Exercise brief |
Give back all of the data unchanged. Keep every word as it is.

[[ Excerpted records, beginning ]]

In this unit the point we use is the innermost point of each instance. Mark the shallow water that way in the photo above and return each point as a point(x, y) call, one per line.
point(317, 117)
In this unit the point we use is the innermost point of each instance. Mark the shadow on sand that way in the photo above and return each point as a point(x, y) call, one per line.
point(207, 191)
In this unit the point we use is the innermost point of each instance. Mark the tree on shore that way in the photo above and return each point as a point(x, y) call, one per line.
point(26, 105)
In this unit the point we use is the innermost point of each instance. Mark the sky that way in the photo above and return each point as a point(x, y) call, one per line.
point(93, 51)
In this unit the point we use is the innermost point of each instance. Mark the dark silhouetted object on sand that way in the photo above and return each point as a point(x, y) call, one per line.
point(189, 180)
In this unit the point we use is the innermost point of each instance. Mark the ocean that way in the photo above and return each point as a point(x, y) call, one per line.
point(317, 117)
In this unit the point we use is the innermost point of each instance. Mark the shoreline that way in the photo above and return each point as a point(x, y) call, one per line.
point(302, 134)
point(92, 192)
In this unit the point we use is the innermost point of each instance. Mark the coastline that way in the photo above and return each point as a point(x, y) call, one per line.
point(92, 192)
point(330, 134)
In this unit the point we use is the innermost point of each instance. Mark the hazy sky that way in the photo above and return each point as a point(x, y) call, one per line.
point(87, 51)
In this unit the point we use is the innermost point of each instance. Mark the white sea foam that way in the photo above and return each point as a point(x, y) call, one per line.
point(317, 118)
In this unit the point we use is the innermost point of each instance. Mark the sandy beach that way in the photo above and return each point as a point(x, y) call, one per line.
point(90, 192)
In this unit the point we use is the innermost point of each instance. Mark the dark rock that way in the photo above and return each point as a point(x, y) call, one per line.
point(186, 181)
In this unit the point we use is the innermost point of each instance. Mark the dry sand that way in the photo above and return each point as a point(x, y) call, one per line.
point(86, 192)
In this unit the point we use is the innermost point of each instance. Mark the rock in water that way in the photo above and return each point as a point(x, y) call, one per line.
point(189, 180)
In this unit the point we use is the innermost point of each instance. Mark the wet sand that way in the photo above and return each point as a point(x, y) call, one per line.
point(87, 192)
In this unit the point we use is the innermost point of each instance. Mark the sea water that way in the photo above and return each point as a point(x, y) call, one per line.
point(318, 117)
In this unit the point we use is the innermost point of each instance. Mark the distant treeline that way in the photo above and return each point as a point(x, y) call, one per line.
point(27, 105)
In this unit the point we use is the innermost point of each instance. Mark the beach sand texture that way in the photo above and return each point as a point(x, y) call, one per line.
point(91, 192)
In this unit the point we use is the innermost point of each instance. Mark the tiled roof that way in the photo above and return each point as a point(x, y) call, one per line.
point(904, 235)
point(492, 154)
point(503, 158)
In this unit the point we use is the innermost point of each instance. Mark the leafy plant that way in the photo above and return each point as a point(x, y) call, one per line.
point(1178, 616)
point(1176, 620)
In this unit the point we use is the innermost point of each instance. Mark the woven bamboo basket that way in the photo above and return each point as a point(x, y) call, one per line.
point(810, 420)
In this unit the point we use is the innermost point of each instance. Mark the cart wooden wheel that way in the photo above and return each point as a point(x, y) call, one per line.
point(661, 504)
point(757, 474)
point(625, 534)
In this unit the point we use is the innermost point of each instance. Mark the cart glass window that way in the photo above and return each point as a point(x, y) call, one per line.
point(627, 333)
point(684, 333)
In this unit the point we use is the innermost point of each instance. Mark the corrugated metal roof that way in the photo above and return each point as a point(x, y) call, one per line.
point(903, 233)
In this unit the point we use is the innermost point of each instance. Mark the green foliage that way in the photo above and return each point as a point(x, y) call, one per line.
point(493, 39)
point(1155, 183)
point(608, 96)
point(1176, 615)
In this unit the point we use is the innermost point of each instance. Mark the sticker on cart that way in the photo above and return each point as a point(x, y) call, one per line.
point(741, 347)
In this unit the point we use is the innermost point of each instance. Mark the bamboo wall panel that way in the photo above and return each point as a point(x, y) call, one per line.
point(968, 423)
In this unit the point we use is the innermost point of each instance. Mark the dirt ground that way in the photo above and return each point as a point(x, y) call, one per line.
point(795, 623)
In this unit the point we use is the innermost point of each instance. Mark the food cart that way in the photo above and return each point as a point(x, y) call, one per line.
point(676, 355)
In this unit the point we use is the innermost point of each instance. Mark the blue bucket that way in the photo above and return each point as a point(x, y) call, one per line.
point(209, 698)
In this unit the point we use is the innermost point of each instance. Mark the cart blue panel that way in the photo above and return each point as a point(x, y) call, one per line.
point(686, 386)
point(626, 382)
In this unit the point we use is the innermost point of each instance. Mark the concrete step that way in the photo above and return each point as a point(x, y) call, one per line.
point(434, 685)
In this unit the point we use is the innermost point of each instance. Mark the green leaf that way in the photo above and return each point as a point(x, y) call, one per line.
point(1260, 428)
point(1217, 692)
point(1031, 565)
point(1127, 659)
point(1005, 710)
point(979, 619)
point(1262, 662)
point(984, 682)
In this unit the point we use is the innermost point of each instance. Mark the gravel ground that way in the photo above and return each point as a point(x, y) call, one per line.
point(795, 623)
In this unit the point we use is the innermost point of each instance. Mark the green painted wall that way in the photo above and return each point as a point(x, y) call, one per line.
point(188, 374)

[[ Excerpted records, end ]]

Output below |
In this unit the point we use is the innermost point of each instance. Mark the shallow water that way in the photo above and return each point as a point(x, y) call, one per line.
point(317, 117)
In this unit the point we use is the innermost point of each instance. Mark the shadow on sand that way in the photo above and return each point as a point(x, y) call, one per line.
point(207, 191)
In this unit the point we use is the innermost point of each instance. Mark the tree on shore that way in the photo above and return each point as a point(x, y) call, one per line.
point(26, 105)
In this unit the point we use is the innermost point of each instance. Mark the sky that way in the photo above and return each point as a point(x, y) call, one per line.
point(93, 51)
In this unit the point we use is the innermost point of each instance. Mark the dark silhouetted object on sand that way in the photo above and return each point as a point(x, y) call, one per line.
point(189, 180)
In this unit the point we use is the innermost point of each instance. Mark the ocean that way in the photo above and return each point as a point(x, y) call, one per line.
point(317, 117)
In this unit the point we use is the innermost point of each instance. Mark the shoreline that way in the photo above and return each point as a point(x, y) call, one per line.
point(302, 134)
point(92, 192)
In this unit the point we use is the innermost point of each instance. Mark the coastline that way in the photo above and return each point as a point(x, y) call, one per line.
point(92, 192)
point(330, 134)
In this unit the point we use is the innermost point of each instance. Mark the hazy sky that way in the photo above and return each point as a point(x, y) call, one per line.
point(87, 51)
In this unit the point we use is the innermost point of each instance. Mark the white sea foam that way in the photo above and return each point as a point(x, y) call, one per line.
point(317, 118)
In this unit the point we use is the innermost point of each instance. Mark the sandy beach that way in the photo above and return each point as a point(x, y) call, one per line.
point(90, 192)
In this unit the point we use is the innermost point of each instance. Mark the dark rock that way in the photo above and return each point as a point(x, y) call, one per line.
point(186, 181)
In this unit the point we use is the innermost point of each instance. Mark the dry sand that way in the photo above and return each point as a point(x, y) call, one per line.
point(86, 192)
In this unit the point we use is the innermost point of each instance. Mark the rock in water that way in the photo above and return each point as a point(x, y) call, one per line.
point(189, 180)
In this unit the point we use is the innermost point of each instance. Mark the wet sand that way in the photo above and return each point as a point(x, y) call, one per line.
point(87, 192)
In this unit the point we use is the innermost point of each instance. Mark the sea water that way in the photo above and return each point as a point(x, y) call, one per line.
point(318, 117)
In this unit the point we use is the innermost point of each instance. Mark the distant treeline that way in the photo above and return each point as a point(x, y) call, one per line.
point(27, 105)
In this unit the point we use is the innermost point of each instance. Mark the beach sand texture that way in the photo above and return each point as a point(x, y) call, one per line.
point(91, 192)
In this unit the point we use is the innermost point of each instance. Mark the tiled roof that way in the photo above and return each point as a point(x, y) call, one per line.
point(904, 235)
point(492, 154)
point(503, 158)
In this unit the point we use is the innermost point of each instance. Mark the leafy plant that way in the photo above and return each point as a point(x, y) call, one per line.
point(1178, 616)
point(1176, 620)
In this unit the point we use is the innermost point of each instance. Mark the woven bamboo basket that way in the photo above and return each point as a point(x, y) call, one per line.
point(810, 420)
In this unit the point we use is the innermost point of each instance. Mark the cart wooden wheel that way in the photo above and return each point as a point(x, y) call, one per line.
point(661, 504)
point(757, 474)
point(625, 534)
In this unit the point we use is the innermost point of each instance. Mark the cart glass window that way in the photo above and return each point as a point(x, y) call, one per line.
point(627, 333)
point(684, 333)
In this unit the point we use is the innermost point of each instance. Mark the corrugated metal roof that way in the photo above and return each point as a point(x, y) call, one per line.
point(903, 233)
In this unit the point we use is the innermost point of each instance. Mark the green foliage that way in the photo above and return each point as a point(x, y) call, one per line.
point(493, 39)
point(1155, 183)
point(608, 96)
point(1176, 615)
In this unit the point we use is the innermost point of each instance. Mark the sticker on cart that way in the photo above and return each point as a point(x, y) call, one per line.
point(741, 347)
In this unit the point we use is the innermost point of each instance. Mark the bamboo wall panel that way in the photo above and return each point as a point(x, y) call, one per line.
point(968, 423)
In this unit the point we use is the innermost point of each instance. Mark the dirt ground that way in the photo above and return each point as a point(x, y) call, one per line.
point(795, 623)
In this unit the point we use is the innermost point of each instance. Mark the food cart that way in the photo above and return each point as a point(x, y) call, one per line.
point(676, 355)
In this unit the point we use is the innermost point of each instance. Mark the blue bucket that way in the photo above and return each point as a point(x, y) call, one per line.
point(209, 698)
In this unit the point we use is the innermost point of each instance. Mark the cart blue panel that way in the photo above and return each point as a point(x, y) call, one per line.
point(686, 386)
point(626, 382)
In this unit the point we use is the innermost point of each instance. Mark the concrete step that way in the photo above and return each point as a point(x, y) call, one per line.
point(434, 685)
In this unit the point we use is the innermost point of each instance. Mark the green leaf that way in the photo above and return each point as a point(x, y) call, one per line.
point(1260, 428)
point(1217, 692)
point(1031, 565)
point(1127, 659)
point(1005, 710)
point(979, 619)
point(1262, 662)
point(984, 682)
In this unit the point we use is the innermost point of each instance. Mark the gravel ground that way in the photo above and return each point as a point(x, y) call, one per line.
point(795, 623)
In this unit the point we use is the innermost point of each instance. Mark the green painted wall that way in the photo above and return each point as a point(x, y) call, one per line.
point(188, 374)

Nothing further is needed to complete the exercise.